Texto de origem
De coisas raras e de outras até banais ...



                                           Photos by David Sôlha




De coisas raras e de outras até banais ...



Serão banais para outros e tão preciosas para nós mesmos, que serão as únicas coisas que nos acompanharão até o crepúsculo, nossas memórias.

Serão paisagens inacessíveis em antigas folhinhas de calendários, serão sabores, aromas e cheiros. Serão pedaços de versos rotos ou pequenos desenhos rabiscados às pressas nos cadernos de dever de casa. Serão momentos que se tornaram com o tempo, tempos de delicadeza, cacos que foram polidos ou desgastados com o passar das manhãs e dos verões, e agora parecem gemas preciosas

Aromas de extratos requintados, de perfumes suaves, guardados em preciosos frascos na prateleira do já senti, nalgum baile de alguma menina arisca ou indiferente, que aflorarão na pele de nossos fantasmas quando menos esperarmos, e nos enlevarão com ternura. Há passeios onde nem passamos, mas que em nosso conto de criança, terão sido castelos e fossos e dragões com belas princesas intransponíveis e nem sempre adormecidas.

Objetivo
Transcreva na íntegra o texto sobre memórias, sem nenhuma alteração. Use somente o texto acima como fonte.

Dados extraídos
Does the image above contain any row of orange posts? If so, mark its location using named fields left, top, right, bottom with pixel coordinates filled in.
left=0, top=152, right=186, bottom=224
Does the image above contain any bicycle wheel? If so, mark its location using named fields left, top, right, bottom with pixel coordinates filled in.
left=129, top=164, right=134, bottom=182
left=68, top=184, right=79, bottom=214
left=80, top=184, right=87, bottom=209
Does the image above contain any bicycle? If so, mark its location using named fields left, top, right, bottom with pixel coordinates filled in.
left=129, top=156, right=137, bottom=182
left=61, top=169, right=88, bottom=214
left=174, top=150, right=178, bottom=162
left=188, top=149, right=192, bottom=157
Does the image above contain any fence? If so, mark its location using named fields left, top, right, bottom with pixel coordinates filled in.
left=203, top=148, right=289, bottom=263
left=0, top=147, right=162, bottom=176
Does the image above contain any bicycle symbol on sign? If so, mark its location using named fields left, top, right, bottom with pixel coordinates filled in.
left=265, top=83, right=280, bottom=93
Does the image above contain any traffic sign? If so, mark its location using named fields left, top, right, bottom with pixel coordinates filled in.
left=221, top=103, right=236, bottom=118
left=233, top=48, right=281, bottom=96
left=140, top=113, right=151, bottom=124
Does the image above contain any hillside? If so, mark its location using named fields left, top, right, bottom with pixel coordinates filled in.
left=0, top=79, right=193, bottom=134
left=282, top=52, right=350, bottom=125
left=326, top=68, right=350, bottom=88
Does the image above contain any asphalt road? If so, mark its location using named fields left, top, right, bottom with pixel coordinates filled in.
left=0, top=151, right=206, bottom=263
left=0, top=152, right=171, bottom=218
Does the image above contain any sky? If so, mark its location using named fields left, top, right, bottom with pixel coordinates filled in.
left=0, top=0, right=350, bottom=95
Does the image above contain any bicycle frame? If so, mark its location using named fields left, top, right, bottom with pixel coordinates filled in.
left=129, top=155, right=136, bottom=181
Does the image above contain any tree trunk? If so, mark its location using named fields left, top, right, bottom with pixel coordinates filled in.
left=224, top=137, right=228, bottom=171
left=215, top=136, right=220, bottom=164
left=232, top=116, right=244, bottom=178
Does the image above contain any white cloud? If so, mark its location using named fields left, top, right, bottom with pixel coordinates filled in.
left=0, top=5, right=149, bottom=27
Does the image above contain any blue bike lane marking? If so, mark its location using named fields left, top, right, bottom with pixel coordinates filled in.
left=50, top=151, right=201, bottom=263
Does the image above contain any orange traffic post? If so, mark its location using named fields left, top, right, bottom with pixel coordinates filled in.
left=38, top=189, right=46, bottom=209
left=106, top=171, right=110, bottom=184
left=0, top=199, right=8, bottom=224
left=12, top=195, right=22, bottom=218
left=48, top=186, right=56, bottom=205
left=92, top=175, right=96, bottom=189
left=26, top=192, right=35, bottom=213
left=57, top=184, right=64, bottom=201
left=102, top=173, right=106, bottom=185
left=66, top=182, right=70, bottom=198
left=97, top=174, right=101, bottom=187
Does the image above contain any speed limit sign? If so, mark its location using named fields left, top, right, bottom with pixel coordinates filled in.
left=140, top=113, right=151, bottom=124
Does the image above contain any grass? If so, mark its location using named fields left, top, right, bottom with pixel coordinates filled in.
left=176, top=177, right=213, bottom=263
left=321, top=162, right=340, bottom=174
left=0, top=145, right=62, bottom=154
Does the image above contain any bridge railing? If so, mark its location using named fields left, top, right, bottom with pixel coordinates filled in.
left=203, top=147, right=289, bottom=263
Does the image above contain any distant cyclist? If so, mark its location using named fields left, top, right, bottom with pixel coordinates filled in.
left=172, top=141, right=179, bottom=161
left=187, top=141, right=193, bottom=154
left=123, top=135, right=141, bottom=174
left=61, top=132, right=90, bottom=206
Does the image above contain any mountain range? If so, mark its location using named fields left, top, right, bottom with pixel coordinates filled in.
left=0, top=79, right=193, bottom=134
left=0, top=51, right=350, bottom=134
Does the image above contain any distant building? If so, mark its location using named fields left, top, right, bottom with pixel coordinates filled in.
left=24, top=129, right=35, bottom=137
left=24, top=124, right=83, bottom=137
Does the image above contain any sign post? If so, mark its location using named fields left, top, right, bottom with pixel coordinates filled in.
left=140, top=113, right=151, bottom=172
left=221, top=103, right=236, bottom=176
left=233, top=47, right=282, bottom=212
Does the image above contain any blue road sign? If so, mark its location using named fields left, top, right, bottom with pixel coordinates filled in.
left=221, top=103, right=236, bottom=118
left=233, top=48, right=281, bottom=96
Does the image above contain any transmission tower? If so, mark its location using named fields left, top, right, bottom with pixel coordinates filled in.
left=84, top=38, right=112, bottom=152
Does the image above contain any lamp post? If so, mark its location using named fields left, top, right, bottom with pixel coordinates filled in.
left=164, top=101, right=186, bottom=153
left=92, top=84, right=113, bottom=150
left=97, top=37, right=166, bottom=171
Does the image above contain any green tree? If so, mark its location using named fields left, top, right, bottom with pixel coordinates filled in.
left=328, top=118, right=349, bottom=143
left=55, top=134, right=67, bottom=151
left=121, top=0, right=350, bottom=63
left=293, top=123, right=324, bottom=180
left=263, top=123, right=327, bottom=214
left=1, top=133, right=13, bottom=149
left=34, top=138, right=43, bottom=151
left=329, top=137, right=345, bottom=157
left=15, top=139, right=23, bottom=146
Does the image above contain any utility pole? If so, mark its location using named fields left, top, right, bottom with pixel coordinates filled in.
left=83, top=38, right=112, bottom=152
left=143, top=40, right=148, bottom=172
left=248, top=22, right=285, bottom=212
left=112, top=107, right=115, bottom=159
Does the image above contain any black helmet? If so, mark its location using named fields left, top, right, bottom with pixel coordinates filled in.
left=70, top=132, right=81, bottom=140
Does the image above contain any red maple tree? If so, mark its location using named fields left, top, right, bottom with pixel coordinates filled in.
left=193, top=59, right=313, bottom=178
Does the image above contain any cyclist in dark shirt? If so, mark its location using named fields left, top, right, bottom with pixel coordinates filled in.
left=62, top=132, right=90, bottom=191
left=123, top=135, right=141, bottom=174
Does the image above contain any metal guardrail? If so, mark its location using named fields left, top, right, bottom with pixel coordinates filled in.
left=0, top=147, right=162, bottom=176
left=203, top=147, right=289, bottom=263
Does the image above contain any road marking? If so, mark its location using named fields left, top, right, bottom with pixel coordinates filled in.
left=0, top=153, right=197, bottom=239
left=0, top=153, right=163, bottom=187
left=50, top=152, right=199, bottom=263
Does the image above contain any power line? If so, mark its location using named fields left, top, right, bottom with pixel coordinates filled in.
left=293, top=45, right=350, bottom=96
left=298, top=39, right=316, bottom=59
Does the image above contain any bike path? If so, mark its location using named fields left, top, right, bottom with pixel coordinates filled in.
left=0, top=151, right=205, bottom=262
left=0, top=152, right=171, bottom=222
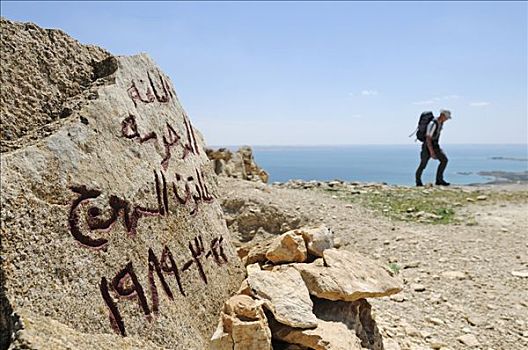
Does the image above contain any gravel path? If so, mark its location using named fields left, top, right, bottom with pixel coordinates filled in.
left=219, top=178, right=528, bottom=350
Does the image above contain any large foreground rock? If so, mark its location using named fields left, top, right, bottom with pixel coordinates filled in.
left=266, top=232, right=307, bottom=264
left=270, top=298, right=383, bottom=350
left=210, top=295, right=271, bottom=350
left=248, top=267, right=317, bottom=328
left=294, top=249, right=402, bottom=301
left=0, top=21, right=243, bottom=349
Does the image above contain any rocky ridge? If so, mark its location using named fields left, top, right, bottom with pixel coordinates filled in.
left=206, top=146, right=269, bottom=183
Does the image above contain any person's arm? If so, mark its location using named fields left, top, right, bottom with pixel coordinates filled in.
left=425, top=135, right=436, bottom=159
left=425, top=121, right=436, bottom=159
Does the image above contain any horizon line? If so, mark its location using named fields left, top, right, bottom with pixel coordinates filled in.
left=205, top=142, right=528, bottom=148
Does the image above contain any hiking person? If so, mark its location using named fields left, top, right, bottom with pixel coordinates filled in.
left=416, top=110, right=451, bottom=186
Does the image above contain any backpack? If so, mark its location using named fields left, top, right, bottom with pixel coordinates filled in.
left=416, top=112, right=434, bottom=142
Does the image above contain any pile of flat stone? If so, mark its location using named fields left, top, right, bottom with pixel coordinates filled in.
left=211, top=226, right=402, bottom=350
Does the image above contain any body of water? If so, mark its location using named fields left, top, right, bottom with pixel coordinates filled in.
left=239, top=143, right=528, bottom=185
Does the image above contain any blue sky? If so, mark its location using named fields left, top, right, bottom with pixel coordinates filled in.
left=1, top=1, right=528, bottom=145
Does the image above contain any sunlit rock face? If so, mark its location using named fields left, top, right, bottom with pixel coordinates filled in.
left=0, top=20, right=243, bottom=349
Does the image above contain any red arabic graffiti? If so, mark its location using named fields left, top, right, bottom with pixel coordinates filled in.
left=127, top=71, right=174, bottom=108
left=121, top=114, right=200, bottom=170
left=99, top=236, right=228, bottom=336
left=68, top=169, right=214, bottom=249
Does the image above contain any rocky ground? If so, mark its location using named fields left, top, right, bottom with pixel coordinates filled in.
left=218, top=178, right=528, bottom=349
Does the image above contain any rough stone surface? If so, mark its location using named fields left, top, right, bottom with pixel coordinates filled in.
left=457, top=334, right=480, bottom=348
left=206, top=146, right=269, bottom=183
left=295, top=225, right=337, bottom=257
left=0, top=18, right=110, bottom=152
left=293, top=249, right=402, bottom=301
left=218, top=185, right=307, bottom=242
left=248, top=267, right=317, bottom=328
left=210, top=295, right=271, bottom=350
left=266, top=232, right=307, bottom=264
left=0, top=21, right=243, bottom=348
left=9, top=310, right=167, bottom=350
left=312, top=297, right=383, bottom=350
left=273, top=319, right=363, bottom=350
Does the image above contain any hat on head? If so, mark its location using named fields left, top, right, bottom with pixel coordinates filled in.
left=440, top=109, right=451, bottom=119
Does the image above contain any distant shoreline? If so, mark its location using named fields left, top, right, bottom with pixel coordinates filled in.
left=471, top=171, right=528, bottom=186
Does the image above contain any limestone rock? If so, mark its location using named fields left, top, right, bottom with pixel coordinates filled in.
left=293, top=249, right=402, bottom=301
left=295, top=225, right=334, bottom=257
left=312, top=297, right=383, bottom=350
left=457, top=334, right=480, bottom=347
left=206, top=146, right=269, bottom=183
left=248, top=267, right=317, bottom=328
left=210, top=295, right=271, bottom=350
left=442, top=271, right=467, bottom=280
left=8, top=309, right=166, bottom=350
left=266, top=232, right=307, bottom=264
left=270, top=298, right=383, bottom=350
left=273, top=319, right=363, bottom=350
left=0, top=18, right=110, bottom=152
left=0, top=20, right=244, bottom=348
left=239, top=239, right=272, bottom=266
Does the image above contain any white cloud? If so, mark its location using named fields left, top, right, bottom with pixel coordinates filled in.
left=469, top=101, right=491, bottom=107
left=361, top=90, right=378, bottom=96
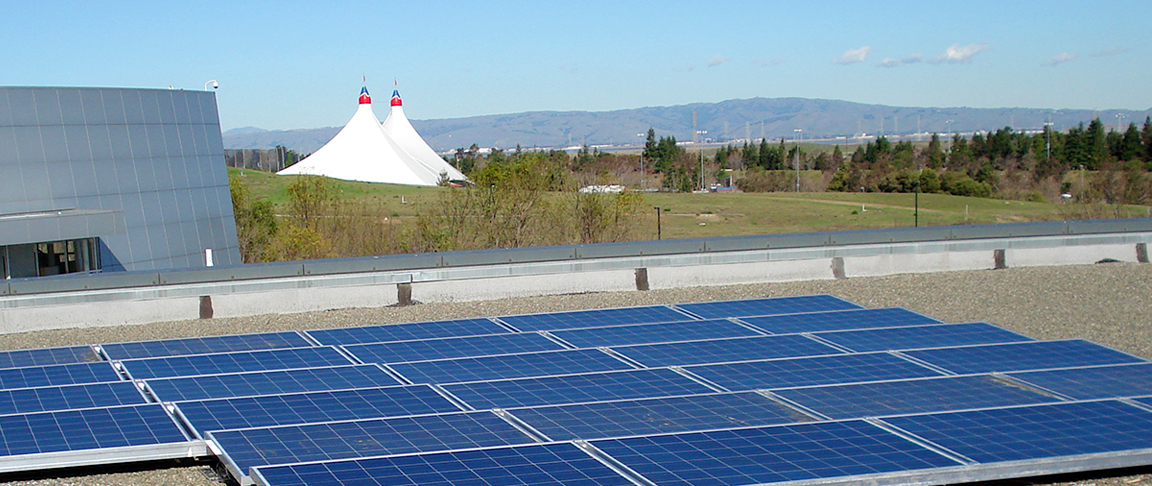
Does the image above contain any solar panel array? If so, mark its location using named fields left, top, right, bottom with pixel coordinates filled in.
left=0, top=296, right=1152, bottom=486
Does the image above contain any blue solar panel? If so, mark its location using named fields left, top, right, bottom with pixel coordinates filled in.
left=0, top=345, right=100, bottom=369
left=344, top=333, right=566, bottom=363
left=120, top=347, right=351, bottom=379
left=552, top=319, right=763, bottom=348
left=884, top=402, right=1152, bottom=463
left=685, top=352, right=940, bottom=392
left=1009, top=364, right=1152, bottom=400
left=444, top=369, right=714, bottom=409
left=592, top=422, right=960, bottom=486
left=500, top=305, right=690, bottom=331
left=819, top=322, right=1032, bottom=352
left=304, top=319, right=508, bottom=345
left=612, top=334, right=843, bottom=366
left=100, top=332, right=312, bottom=359
left=904, top=340, right=1143, bottom=374
left=209, top=411, right=532, bottom=471
left=773, top=375, right=1060, bottom=419
left=675, top=295, right=862, bottom=319
left=146, top=365, right=400, bottom=402
left=0, top=403, right=188, bottom=456
left=249, top=442, right=635, bottom=486
left=176, top=385, right=460, bottom=435
left=0, top=362, right=121, bottom=389
left=0, top=381, right=147, bottom=415
left=740, top=309, right=940, bottom=334
left=388, top=349, right=634, bottom=384
left=509, top=392, right=812, bottom=440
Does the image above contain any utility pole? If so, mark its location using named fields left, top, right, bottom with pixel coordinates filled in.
left=793, top=128, right=804, bottom=192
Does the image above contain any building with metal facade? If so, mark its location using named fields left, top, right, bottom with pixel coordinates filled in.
left=0, top=88, right=241, bottom=279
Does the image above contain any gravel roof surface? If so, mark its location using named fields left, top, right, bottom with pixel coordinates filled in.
left=0, top=263, right=1152, bottom=486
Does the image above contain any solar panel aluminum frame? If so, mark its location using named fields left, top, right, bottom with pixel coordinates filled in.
left=718, top=449, right=1152, bottom=486
left=246, top=440, right=657, bottom=486
left=91, top=331, right=323, bottom=362
left=204, top=409, right=536, bottom=486
left=0, top=439, right=211, bottom=473
left=0, top=403, right=211, bottom=474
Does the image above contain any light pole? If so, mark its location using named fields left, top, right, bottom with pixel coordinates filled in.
left=912, top=175, right=924, bottom=228
left=793, top=128, right=804, bottom=192
left=696, top=130, right=708, bottom=191
left=652, top=206, right=660, bottom=240
left=1044, top=115, right=1052, bottom=160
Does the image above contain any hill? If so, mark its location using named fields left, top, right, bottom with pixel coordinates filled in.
left=223, top=98, right=1152, bottom=153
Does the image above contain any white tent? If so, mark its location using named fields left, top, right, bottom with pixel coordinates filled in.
left=384, top=90, right=465, bottom=181
left=276, top=88, right=440, bottom=185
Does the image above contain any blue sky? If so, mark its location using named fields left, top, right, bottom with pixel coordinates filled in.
left=0, top=0, right=1152, bottom=130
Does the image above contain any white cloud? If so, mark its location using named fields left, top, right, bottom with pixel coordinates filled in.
left=832, top=46, right=872, bottom=64
left=876, top=54, right=924, bottom=68
left=1089, top=46, right=1128, bottom=58
left=1044, top=52, right=1076, bottom=67
left=932, top=43, right=988, bottom=64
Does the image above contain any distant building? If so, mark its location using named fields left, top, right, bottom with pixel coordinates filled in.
left=276, top=86, right=464, bottom=185
left=223, top=146, right=298, bottom=172
left=0, top=88, right=241, bottom=279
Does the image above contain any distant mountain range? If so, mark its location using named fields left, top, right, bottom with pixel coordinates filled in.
left=223, top=98, right=1152, bottom=153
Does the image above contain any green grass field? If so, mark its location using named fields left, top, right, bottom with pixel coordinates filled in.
left=228, top=168, right=1152, bottom=240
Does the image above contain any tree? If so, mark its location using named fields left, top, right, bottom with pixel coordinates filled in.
left=288, top=175, right=336, bottom=228
left=1140, top=116, right=1152, bottom=162
left=924, top=134, right=946, bottom=169
left=1083, top=117, right=1108, bottom=170
left=228, top=174, right=279, bottom=264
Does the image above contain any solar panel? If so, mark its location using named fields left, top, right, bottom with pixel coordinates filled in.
left=0, top=345, right=100, bottom=369
left=146, top=365, right=400, bottom=402
left=1009, top=363, right=1152, bottom=400
left=0, top=381, right=147, bottom=416
left=253, top=442, right=635, bottom=486
left=884, top=401, right=1152, bottom=466
left=120, top=347, right=351, bottom=379
left=176, top=385, right=460, bottom=435
left=552, top=319, right=763, bottom=348
left=740, top=309, right=940, bottom=334
left=500, top=305, right=691, bottom=331
left=675, top=295, right=863, bottom=319
left=904, top=340, right=1143, bottom=374
left=612, top=334, right=843, bottom=366
left=819, top=322, right=1032, bottom=352
left=0, top=403, right=188, bottom=456
left=591, top=420, right=960, bottom=486
left=0, top=362, right=121, bottom=389
left=304, top=319, right=508, bottom=345
left=773, top=374, right=1060, bottom=419
left=209, top=411, right=532, bottom=476
left=100, top=331, right=312, bottom=359
left=388, top=349, right=634, bottom=384
left=344, top=333, right=566, bottom=363
left=685, top=352, right=940, bottom=392
left=508, top=392, right=813, bottom=440
left=444, top=369, right=714, bottom=409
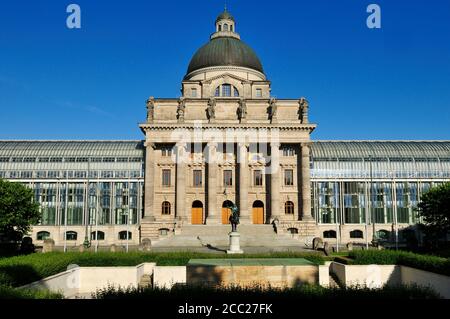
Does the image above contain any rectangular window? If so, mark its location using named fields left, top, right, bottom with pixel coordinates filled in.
left=223, top=170, right=233, bottom=187
left=162, top=169, right=170, bottom=187
left=283, top=146, right=297, bottom=156
left=101, top=171, right=114, bottom=178
left=253, top=170, right=262, bottom=186
left=48, top=171, right=59, bottom=178
left=20, top=171, right=33, bottom=178
left=161, top=146, right=172, bottom=156
left=194, top=170, right=202, bottom=187
left=284, top=169, right=294, bottom=186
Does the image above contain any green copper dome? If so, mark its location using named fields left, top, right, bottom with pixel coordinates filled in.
left=187, top=37, right=264, bottom=74
left=216, top=9, right=234, bottom=22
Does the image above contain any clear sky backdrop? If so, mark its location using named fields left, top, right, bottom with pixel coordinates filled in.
left=0, top=0, right=450, bottom=140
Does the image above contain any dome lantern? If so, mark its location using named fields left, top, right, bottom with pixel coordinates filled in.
left=185, top=8, right=265, bottom=79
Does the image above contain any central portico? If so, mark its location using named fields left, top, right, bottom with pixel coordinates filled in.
left=140, top=11, right=316, bottom=239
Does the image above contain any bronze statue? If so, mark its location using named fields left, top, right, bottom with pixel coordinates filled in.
left=229, top=204, right=239, bottom=233
left=177, top=98, right=186, bottom=122
left=206, top=98, right=216, bottom=120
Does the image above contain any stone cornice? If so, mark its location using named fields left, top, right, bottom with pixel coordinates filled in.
left=139, top=122, right=317, bottom=132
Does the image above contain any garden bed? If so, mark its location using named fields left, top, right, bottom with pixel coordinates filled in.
left=92, top=285, right=439, bottom=302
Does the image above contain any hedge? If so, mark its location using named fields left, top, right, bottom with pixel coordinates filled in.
left=0, top=252, right=324, bottom=287
left=0, top=285, right=64, bottom=299
left=348, top=250, right=450, bottom=276
left=92, top=284, right=440, bottom=303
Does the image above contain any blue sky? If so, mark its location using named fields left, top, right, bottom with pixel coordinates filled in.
left=0, top=0, right=450, bottom=140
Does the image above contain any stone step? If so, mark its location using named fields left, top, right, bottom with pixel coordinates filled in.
left=154, top=225, right=302, bottom=247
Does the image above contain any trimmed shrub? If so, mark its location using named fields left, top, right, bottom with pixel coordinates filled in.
left=0, top=285, right=64, bottom=299
left=0, top=252, right=324, bottom=287
left=92, top=284, right=440, bottom=303
left=348, top=250, right=450, bottom=276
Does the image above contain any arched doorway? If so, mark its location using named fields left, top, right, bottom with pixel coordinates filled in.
left=222, top=200, right=233, bottom=225
left=191, top=200, right=203, bottom=225
left=252, top=200, right=264, bottom=225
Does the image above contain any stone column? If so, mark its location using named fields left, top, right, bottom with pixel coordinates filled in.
left=144, top=141, right=156, bottom=221
left=175, top=142, right=187, bottom=221
left=238, top=143, right=251, bottom=224
left=206, top=143, right=220, bottom=225
left=270, top=142, right=281, bottom=221
left=301, top=143, right=313, bottom=220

Resposta à tarefa
De coisas raras e de outras até banais ...



                                           Photos by David Sôlha




De coisas raras e de outras até banais ...



Serão banais para outros e tão preciosas para nós mesmos, que serão as únicas coisas que nos acompanharão até o crepúsculo, nossas memórias.

Serão paisagens inacessíveis em antigas folhinhas de calendários, serão sabores, aromas e cheiros. Serão pedaços de versos rotos ou pequenos desenhos rabiscados às pressas nos cadernos de dever de casa. Serão momentos que se tornaram com o tempo, tempos de delicadeza, cacos que foram polidos ou desgastados com o passar das manhãs e dos verões, e agora parecem gemas preciosas

Aromas de extratos requintados, de perfumes suaves, guardados em preciosos frascos na prateleira do já senti, nalgum baile de alguma menina arisca ou indiferente, que aflorarão na pele de nossos fantasmas quando menos esperarmos, e nos enlevarão com ternura. Há passeios onde nem passamos, mas que em nosso conto de criança, terão sido castelos e fossos e dragões com belas princesas intransponíveis e nem sempre adormecidas.